> INSTRUCTION A: In the soundscape case study, what was the original title of the horror exhibition at the Museum of Pop Culture?

+++ TEXT

SOUNDSCAPE CASE STUDY
INTRODUCTION: Scared to Death: The Thrill of Horror Film is a permanent exhibition at the Museum of Pop Culture (MoPOP). Originally introduced as Can’t Look Away: The Lure of Horror Film, this landmark exhibition explores the evolution, artistry, and cultural resonance of the horror genre in film and television. Anchored by the creative vision and curatorial participation of iconic horror directors Roger Corman, John Landis, and Eli Roth, their collective filmographies form the backbone of the exhibition—many of their seminal works are showcased, and each director helped select and contextualize the films presented throughout the gallery.
MUSEUM BRIEF – Curatorial Theme / Narrative Focus
Can’t Look Away and Scared to Death were conceived as entertaining, educational experiences for the widest possible audience, including families and younger visitors. Horror, as a global cultural touchstone, attracts a passionate, thrill‑seeking audience that spans teens, young adults, and genre‑savvy adults, with strong crossover from film, and gaming.  
The exhibition required three original experiential soundscapes, each created for a distinct gallery zone and content set. The museum also needed a partner with spatial sound design expertise and creative solutions to address acoustical infrastructure challenges. MoPOP’s show control system features a sixteen‑channel speaker array responsible for playback of all exhibition audio.

++++++
+++ DATA TO PROCESS

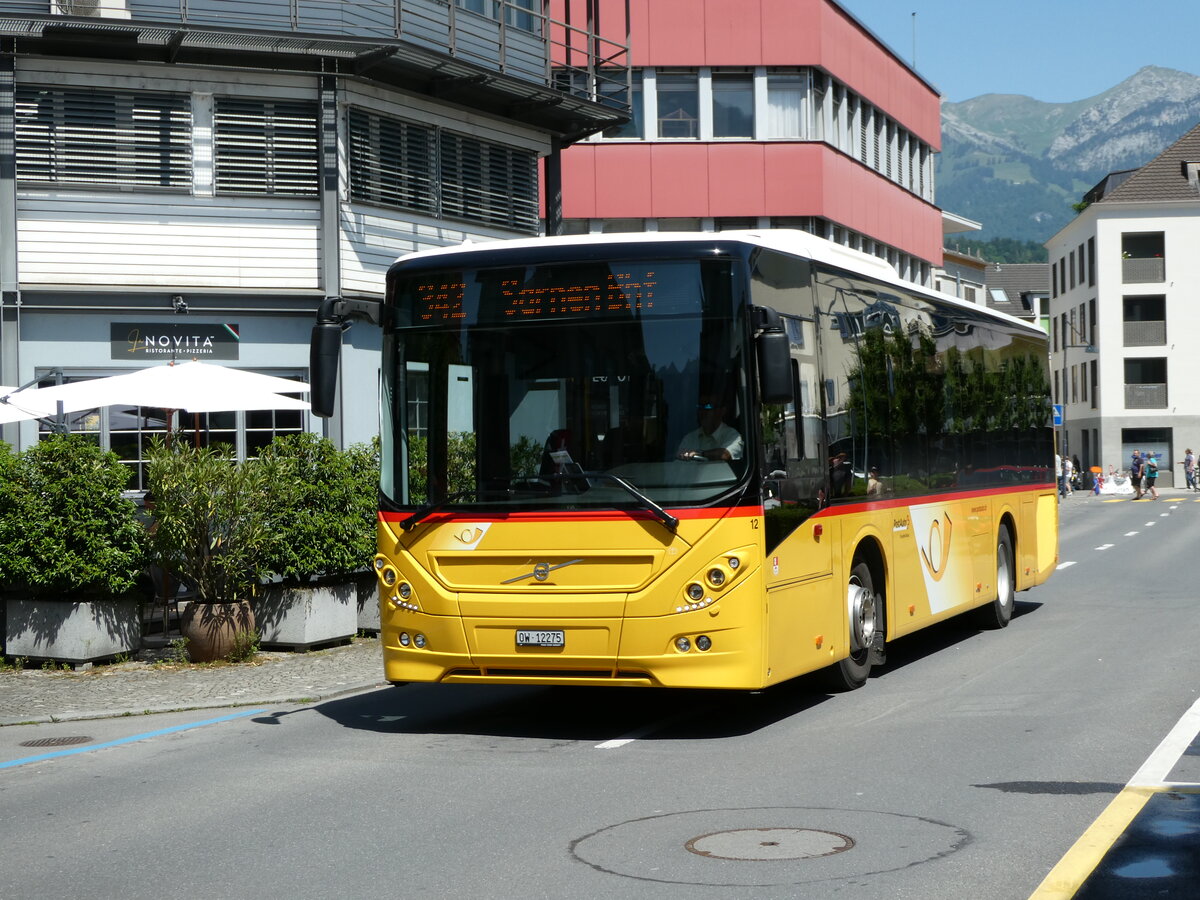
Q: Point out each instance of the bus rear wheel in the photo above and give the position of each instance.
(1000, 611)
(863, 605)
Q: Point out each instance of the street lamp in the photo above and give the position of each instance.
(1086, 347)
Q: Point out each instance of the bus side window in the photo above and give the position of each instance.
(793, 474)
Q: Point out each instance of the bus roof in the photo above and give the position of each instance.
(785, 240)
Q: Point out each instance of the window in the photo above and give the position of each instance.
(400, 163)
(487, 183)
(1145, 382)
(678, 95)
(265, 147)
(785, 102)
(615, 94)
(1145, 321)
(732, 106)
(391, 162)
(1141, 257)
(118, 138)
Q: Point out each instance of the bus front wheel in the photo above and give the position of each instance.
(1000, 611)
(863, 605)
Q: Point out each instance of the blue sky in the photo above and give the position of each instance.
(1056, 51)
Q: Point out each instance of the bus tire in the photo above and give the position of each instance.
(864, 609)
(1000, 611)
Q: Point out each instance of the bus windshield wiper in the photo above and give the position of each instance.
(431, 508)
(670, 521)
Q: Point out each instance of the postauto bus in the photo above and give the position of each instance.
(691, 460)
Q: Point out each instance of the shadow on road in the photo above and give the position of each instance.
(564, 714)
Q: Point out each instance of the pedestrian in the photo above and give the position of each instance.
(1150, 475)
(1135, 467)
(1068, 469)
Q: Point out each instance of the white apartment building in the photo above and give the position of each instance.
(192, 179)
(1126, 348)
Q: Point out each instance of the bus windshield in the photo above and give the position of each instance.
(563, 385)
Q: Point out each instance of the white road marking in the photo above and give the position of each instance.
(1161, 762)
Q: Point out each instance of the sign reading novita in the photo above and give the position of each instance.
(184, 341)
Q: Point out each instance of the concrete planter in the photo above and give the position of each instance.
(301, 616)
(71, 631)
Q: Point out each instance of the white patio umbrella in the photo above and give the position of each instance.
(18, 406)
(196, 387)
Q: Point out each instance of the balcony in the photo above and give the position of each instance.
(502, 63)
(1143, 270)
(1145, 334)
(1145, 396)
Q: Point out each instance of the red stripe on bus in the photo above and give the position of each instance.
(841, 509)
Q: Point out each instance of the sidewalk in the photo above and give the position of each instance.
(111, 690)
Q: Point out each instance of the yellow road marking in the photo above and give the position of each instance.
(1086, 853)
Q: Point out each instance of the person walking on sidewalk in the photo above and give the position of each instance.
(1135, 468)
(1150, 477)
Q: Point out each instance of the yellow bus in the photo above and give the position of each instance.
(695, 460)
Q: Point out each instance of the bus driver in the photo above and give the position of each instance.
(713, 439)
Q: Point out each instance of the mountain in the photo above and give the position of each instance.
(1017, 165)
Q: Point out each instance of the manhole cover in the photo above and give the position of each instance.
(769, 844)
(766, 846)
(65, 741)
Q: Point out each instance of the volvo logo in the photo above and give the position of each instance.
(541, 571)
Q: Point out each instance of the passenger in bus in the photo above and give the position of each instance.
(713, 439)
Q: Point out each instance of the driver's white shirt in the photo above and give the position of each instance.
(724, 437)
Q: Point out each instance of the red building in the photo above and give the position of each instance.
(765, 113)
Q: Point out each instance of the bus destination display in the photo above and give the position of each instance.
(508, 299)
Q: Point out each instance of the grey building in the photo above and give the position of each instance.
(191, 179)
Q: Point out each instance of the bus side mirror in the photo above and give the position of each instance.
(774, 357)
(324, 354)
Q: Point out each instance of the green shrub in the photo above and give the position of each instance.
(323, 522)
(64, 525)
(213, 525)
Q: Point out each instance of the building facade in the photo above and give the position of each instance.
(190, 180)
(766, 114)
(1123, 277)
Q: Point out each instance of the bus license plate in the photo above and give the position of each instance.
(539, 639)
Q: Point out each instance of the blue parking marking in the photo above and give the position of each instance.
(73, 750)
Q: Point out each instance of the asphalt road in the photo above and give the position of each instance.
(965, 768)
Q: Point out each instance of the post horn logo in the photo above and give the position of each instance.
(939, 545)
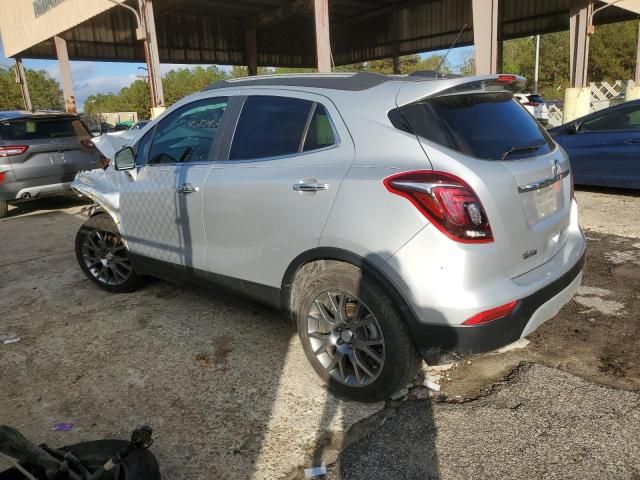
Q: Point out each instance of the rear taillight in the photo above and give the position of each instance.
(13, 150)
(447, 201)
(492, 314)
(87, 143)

++++++
+++ DATA TO PROCESS

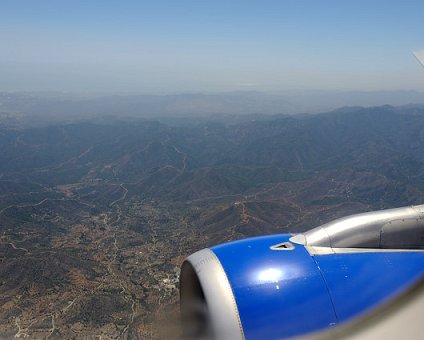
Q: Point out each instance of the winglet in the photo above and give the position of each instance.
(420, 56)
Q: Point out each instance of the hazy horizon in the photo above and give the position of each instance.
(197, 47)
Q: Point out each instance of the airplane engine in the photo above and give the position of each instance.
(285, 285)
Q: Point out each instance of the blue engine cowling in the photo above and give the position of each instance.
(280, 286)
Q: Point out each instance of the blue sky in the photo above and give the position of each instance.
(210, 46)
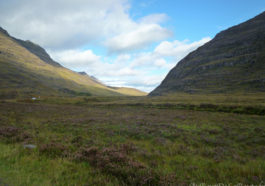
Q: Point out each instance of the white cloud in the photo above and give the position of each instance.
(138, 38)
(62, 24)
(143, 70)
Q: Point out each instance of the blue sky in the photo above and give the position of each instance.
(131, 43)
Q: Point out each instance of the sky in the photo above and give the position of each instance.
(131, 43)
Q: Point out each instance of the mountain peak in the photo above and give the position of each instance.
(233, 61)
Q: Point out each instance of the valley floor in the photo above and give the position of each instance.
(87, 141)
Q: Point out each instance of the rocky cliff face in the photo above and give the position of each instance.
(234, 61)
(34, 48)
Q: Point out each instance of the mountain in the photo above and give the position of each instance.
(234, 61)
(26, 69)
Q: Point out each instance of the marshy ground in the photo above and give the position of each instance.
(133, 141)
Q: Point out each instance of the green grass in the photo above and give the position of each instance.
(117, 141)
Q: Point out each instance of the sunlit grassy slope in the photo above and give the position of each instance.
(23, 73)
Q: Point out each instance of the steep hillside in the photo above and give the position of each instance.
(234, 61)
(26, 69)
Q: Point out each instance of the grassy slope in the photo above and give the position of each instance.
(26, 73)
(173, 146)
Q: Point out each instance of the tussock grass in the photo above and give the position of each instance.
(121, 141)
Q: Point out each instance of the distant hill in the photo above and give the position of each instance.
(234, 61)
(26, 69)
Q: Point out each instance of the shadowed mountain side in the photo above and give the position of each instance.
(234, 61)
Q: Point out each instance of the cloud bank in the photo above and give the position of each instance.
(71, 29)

++++++

> INSTRUCTION B: Locate every line in the records above that contains the word "window" and copy each one.

> TASK OUTPUT A: Can’t Look Away: The Lure of Horror Film

> TASK OUTPUT B:
Q: Point out each instance of the bus side window in the photo above and give the position of each instance.
Q: Point out each instance of the window in the photo above and give the position of each instance.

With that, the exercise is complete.